## What is expected
Rewrite all the records below, swapping "thickest part" for "widest part" everywhere and leaving everything else unchanged.

## Dataset extract
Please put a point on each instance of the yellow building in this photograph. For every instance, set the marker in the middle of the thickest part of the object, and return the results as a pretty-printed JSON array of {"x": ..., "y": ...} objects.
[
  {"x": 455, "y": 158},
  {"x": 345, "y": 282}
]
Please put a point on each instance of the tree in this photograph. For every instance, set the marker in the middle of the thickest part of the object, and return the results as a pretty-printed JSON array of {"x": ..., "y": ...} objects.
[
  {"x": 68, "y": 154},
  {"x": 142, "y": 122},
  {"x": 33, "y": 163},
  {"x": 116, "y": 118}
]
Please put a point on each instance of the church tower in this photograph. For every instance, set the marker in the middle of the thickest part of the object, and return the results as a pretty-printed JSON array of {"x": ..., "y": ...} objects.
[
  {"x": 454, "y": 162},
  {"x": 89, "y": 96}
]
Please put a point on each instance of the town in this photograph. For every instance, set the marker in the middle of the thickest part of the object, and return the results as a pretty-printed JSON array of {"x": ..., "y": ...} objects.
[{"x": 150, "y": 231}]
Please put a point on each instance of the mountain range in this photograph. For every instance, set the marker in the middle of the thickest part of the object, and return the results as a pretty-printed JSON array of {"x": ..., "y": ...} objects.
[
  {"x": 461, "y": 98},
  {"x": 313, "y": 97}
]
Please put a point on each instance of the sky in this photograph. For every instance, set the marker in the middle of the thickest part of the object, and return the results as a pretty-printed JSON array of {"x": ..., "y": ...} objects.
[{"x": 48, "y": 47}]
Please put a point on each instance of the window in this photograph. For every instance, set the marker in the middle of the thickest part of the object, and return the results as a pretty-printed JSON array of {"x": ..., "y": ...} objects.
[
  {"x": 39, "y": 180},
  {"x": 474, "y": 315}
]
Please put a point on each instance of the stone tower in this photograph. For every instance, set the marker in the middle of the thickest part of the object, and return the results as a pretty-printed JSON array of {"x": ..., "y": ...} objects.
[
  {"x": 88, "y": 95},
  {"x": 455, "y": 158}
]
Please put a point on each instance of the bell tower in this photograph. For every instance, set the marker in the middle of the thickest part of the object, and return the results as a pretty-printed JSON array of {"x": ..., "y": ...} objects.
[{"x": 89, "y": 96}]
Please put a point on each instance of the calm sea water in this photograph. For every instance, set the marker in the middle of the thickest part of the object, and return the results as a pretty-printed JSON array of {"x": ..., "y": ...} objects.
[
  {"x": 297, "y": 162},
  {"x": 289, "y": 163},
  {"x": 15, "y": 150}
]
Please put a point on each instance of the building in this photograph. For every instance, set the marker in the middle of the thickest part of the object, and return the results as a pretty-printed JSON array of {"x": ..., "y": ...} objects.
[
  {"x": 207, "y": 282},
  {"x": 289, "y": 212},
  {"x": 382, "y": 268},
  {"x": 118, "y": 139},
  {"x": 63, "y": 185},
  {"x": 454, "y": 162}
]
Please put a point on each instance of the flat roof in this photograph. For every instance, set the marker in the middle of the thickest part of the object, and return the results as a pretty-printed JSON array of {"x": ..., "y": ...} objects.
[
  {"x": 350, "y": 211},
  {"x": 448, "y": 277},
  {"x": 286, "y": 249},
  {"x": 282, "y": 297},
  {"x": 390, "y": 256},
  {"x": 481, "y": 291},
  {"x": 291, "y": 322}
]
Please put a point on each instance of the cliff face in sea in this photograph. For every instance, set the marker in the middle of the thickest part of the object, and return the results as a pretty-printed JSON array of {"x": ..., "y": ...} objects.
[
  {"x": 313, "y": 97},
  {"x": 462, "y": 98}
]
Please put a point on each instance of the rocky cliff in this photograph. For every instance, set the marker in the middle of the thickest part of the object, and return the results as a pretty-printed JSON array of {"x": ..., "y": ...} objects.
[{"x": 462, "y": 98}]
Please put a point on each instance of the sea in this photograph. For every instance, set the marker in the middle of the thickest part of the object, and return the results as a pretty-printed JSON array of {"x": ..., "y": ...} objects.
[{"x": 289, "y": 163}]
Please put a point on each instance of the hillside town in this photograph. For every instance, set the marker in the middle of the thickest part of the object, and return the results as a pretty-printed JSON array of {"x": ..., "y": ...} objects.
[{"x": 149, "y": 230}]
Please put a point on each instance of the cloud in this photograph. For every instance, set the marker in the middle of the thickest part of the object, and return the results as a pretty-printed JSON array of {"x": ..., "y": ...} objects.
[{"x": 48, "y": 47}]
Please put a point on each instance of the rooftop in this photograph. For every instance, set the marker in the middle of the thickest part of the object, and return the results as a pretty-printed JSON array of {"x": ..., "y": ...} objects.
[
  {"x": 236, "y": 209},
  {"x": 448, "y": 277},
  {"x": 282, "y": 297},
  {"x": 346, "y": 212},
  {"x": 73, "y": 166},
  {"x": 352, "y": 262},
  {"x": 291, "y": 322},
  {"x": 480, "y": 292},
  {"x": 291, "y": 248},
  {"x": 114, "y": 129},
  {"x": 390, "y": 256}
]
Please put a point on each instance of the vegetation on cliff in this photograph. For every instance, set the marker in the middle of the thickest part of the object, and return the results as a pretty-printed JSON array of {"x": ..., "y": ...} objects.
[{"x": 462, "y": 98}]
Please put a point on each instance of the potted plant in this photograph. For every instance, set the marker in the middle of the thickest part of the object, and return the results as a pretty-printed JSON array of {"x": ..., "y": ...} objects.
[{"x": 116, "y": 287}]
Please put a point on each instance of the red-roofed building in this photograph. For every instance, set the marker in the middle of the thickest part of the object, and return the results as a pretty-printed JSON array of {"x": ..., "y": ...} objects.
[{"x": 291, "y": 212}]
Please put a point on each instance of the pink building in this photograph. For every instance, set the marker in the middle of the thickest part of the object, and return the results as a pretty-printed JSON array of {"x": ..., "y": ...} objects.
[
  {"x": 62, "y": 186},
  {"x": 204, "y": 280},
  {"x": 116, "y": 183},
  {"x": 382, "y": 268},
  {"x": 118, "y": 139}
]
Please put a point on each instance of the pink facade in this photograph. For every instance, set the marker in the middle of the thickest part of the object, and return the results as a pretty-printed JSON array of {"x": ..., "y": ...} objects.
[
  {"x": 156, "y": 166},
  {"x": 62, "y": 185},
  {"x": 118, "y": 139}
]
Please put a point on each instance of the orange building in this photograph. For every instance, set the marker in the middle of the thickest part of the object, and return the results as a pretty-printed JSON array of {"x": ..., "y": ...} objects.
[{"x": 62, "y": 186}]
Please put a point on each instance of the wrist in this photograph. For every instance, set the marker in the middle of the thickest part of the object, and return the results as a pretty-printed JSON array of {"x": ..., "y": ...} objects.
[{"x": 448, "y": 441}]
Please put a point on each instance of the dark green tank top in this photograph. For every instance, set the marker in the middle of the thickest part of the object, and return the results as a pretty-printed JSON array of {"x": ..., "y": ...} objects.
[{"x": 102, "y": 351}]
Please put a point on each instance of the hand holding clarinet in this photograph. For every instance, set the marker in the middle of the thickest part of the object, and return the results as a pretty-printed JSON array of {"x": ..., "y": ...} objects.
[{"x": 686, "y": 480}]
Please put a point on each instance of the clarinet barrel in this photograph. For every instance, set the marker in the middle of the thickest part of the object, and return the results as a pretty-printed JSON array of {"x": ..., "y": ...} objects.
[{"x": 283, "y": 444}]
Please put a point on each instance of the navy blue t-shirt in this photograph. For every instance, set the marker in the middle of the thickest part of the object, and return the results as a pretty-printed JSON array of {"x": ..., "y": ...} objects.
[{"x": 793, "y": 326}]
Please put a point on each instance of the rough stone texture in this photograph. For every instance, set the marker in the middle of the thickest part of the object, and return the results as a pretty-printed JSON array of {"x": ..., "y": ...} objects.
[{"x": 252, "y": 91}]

## The completed task
Please put a point on each instance of the yellow building in this photograph. For every instance, set the marker in the middle of the widest part of the object, and return the results as a pretty-printed JSON array of {"x": ..., "y": ...} objects.
[
  {"x": 455, "y": 158},
  {"x": 345, "y": 282}
]
Please put a point on each instance of the tree in this photograph. For every instance, set the marker in the middle of the widest part of the object, and return the results as a pretty-printed JSON array of {"x": ..., "y": ...} objects.
[
  {"x": 68, "y": 154},
  {"x": 142, "y": 122},
  {"x": 33, "y": 163},
  {"x": 116, "y": 118}
]
Please put a point on each instance of the church tower in this photograph. For every instance, set the marker in the middle of the widest part of the object, and return the results as a pretty-printed JSON array of {"x": ..., "y": ...} objects.
[
  {"x": 454, "y": 162},
  {"x": 89, "y": 96}
]
Please put a point on each instance of the town in this photograph. For every instance, set the marker in the middle of the widest part of the object, and return the results as a pretty-printed JSON array of {"x": ..., "y": ...} objects.
[{"x": 150, "y": 231}]
Please put a point on each instance of the mountain range in this photograph. For every instance, set the marker in the middle of the widest part of the object, and return the results as a pretty-printed JSON array of {"x": ..., "y": ...} objects.
[
  {"x": 461, "y": 98},
  {"x": 313, "y": 97}
]
Please put a point on each instance of the sky in this photograph. For every instance, set the marker in the middle of the widest part of the object, and return the results as a pretty-printed JSON array of {"x": ..., "y": ...} objects.
[{"x": 48, "y": 47}]
Please put a point on each instance of the window in this photograph. For every instance, set the marker in the middle of the widest part of the object, and return the results as a pretty-printed JSON array of {"x": ..., "y": ...} objects.
[
  {"x": 39, "y": 180},
  {"x": 474, "y": 315}
]
Please put a point on each instance of the stone tower in this photograph. For every instance, set the marker in the middle of the widest part of the object, and return the results as a pretty-printed JSON array of {"x": ..., "y": ...} objects.
[
  {"x": 88, "y": 95},
  {"x": 455, "y": 158}
]
Please put a point on each instance of the bell tower in this photograph. For every instance, set the marker in the middle of the widest part of the object, and return the results as a pretty-printed JSON array of {"x": ..., "y": ...} objects.
[{"x": 89, "y": 96}]
Please put a point on each instance of the calm sea water in this photograph. For every instance, set the marker in the middle of the widest part of the object, and return the results as a pretty-printed JSON array of {"x": ..., "y": ...} objects.
[
  {"x": 297, "y": 162},
  {"x": 289, "y": 163},
  {"x": 15, "y": 150}
]
Please put a point on each instance of the building in this photograph. For every instance, set the marker in the middle of the widest part of the object, and return the results as a pretty-printed JSON array of {"x": ..., "y": ...} objects.
[
  {"x": 207, "y": 282},
  {"x": 289, "y": 212},
  {"x": 382, "y": 268},
  {"x": 118, "y": 139},
  {"x": 63, "y": 185},
  {"x": 454, "y": 162}
]
Please put a point on each instance of the flat roof in this photograph. For every instance, set the marker in the middle of the widest part of the object, and return the results as a pretty-printed JSON array of {"x": ..., "y": ...} objects.
[
  {"x": 350, "y": 211},
  {"x": 448, "y": 277},
  {"x": 286, "y": 249},
  {"x": 282, "y": 297},
  {"x": 390, "y": 256},
  {"x": 481, "y": 291},
  {"x": 291, "y": 322}
]
Please put a point on each instance of the cliff face in sea in this photograph. For every instance, set the marker in the middle of the widest part of the object, and return the results as a pretty-printed JSON array of {"x": ..., "y": ...} objects.
[
  {"x": 313, "y": 97},
  {"x": 462, "y": 98}
]
Please put a point on each instance of the rocky cliff in this photograph. For every instance, set the marker in the middle of the widest part of the object, and return the results as a pretty-printed JSON array of {"x": ..., "y": ...} objects.
[{"x": 462, "y": 98}]
Please put a point on each instance of the sea in this photograph. For every instance, set the marker in the middle of the widest part of the object, and return the results as a pretty-printed JSON array of {"x": ..., "y": ...} objects.
[{"x": 289, "y": 163}]
Please put a point on each instance of the hillside town in this photograph. For every instance, set the marker in the middle of the widest part of the object, and return the results as a pretty-printed JSON array of {"x": ..., "y": ...} objects.
[{"x": 149, "y": 230}]
Please put a point on each instance of the cloud in this photograph. For every instance, set the marker in the middle of the widest part of the object, and return the results as a pretty-printed JSON array of {"x": ..., "y": ...} objects.
[{"x": 48, "y": 47}]
Please put a point on each instance of the rooftop in this photograph. For every instance, set the marker in the middle of the widest part of the object, and return the results as a pretty-printed JSON array of {"x": ..., "y": ...} objects.
[
  {"x": 236, "y": 209},
  {"x": 448, "y": 277},
  {"x": 282, "y": 297},
  {"x": 346, "y": 212},
  {"x": 73, "y": 166},
  {"x": 352, "y": 262},
  {"x": 291, "y": 322},
  {"x": 480, "y": 292},
  {"x": 291, "y": 248},
  {"x": 114, "y": 129},
  {"x": 390, "y": 256}
]
Please put a point on each instance of the vegetation on cliff in this photograph. For every instance, set the marker in the middle of the widest part of the object, and return the results as a pretty-printed JSON array of {"x": ..., "y": ...} objects.
[{"x": 462, "y": 98}]
Please put a point on each instance of the potted plant in this photograph. For every instance, set the marker in the middle of the widest part of the object, and return the results as a pretty-printed JSON array of {"x": ..., "y": ...} objects.
[{"x": 116, "y": 287}]
Please put a point on each instance of the red-roofed building in this photograph. For every instance, set the marker in the middle of the widest part of the object, and return the results as a pretty-printed JSON array of {"x": ..., "y": ...} objects.
[{"x": 291, "y": 212}]
Please put a point on each instance of the pink building in this photograph. For every instance, set the marker in the middle of the widest part of the object, and return the results as a pretty-printed JSON array of {"x": ..., "y": ...} objects.
[
  {"x": 62, "y": 186},
  {"x": 204, "y": 280},
  {"x": 116, "y": 183},
  {"x": 382, "y": 268},
  {"x": 118, "y": 139}
]
Please put a point on each instance of the pink facade in this photograph. For every instance, set the marker in the middle of the widest part of the object, and return the results as a pretty-printed JSON array of {"x": ..., "y": ...} objects.
[
  {"x": 156, "y": 166},
  {"x": 62, "y": 185},
  {"x": 118, "y": 139}
]
Please put a point on each instance of the orange building in this photograph. For every instance, set the marker in the middle of the widest part of the object, and return the results as a pretty-printed JSON array of {"x": ..., "y": ...} objects.
[{"x": 62, "y": 186}]
Please put a point on each instance of the wrist in this photograph. For every instance, set the marker in the middle of the widest part of the object, and return the results as a pretty-printed JSON array of {"x": ..., "y": ...} objects.
[{"x": 448, "y": 441}]
Please put a point on each instance of the dark green tank top in this photograph. For every instance, set the marker in the middle of the widest part of the object, and return the results as a pretty-printed JSON array of {"x": ..., "y": ...} objects.
[{"x": 102, "y": 351}]
Please put a point on each instance of the hand holding clarinet in this photograph. For every instance, set the marker in the middle of the widest part of the object, and return the results as a pretty-printed JSON array of {"x": ..., "y": ...} objects.
[{"x": 686, "y": 480}]
Please put a point on each instance of the clarinet barrel in this photograph. For every instance, set the marker in the middle of the widest part of the object, and return the results as a pretty-printed JSON array of {"x": ..., "y": ...} objects.
[{"x": 283, "y": 444}]
Please put a point on each instance of the navy blue t-shirt in this photograph. For every instance, set the marker in the middle of the widest part of the object, and return the results as a pretty-printed JSON array of {"x": ..., "y": ...} objects.
[{"x": 793, "y": 326}]
Please put a point on each instance of the rough stone texture in this photograph. For every instance, set the marker in the middle of the widest part of the object, and return the results as a pretty-printed JSON array of {"x": ..., "y": ...} objects.
[{"x": 252, "y": 91}]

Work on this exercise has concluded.